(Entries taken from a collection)
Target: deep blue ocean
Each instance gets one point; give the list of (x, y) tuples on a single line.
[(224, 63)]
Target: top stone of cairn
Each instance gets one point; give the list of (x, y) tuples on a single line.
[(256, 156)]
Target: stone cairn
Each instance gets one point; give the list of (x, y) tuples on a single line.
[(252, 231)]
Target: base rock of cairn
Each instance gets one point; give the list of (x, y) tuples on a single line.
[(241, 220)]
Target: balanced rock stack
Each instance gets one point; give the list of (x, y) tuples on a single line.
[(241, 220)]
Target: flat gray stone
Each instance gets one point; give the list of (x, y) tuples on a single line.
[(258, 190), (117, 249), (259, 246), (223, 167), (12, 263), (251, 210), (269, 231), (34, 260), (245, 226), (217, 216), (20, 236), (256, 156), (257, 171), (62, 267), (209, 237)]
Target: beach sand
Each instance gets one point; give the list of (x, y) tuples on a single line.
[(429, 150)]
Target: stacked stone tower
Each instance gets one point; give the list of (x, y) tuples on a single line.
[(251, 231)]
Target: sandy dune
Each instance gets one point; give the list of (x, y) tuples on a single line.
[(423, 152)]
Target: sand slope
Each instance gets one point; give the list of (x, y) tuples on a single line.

TASK INSTRUCTIONS >> The records shown above should be given again word for word.

SOLVED EXERCISE >>
Target: deep blue ocean
Each instance gets one point; give the list of (x, y) tuples on a single line.
[(224, 63)]
Target: top stone of cairn
Each instance gets one point; give the list of (x, y) tuples on a single line.
[(256, 156)]
Target: stone cairn
Each instance gets one point; give the list of (x, y) tuples on a single line.
[(252, 231)]
Target: base rock of cairn
Each instance gets one point; give the list of (x, y) tuples on a single line.
[(241, 220)]
Target: balanced rock stack
Each instance gets one point; give the list of (x, y) tuples on a single line.
[(241, 220)]
Target: flat gray stone
Each instance gets one point; give the list of (x, y) tuples on a single line.
[(258, 190), (117, 249), (259, 246), (223, 167), (12, 263), (251, 210), (269, 231), (34, 260), (245, 226), (217, 216), (20, 236), (256, 156), (257, 171), (62, 267), (209, 237)]
Target: beach sand
Each instance gets one point; give the list of (x, y) tuples on a single line.
[(429, 150)]
Target: stacked stone tower
Each instance gets one point; give the list of (x, y) tuples on a single line.
[(251, 231)]
Target: sandy dune
Each instance gets one point; give the list of (x, y) tuples on a single line.
[(423, 152)]
Target: sand slope
Each instance gets one point; give the list of (x, y) tuples on a single line.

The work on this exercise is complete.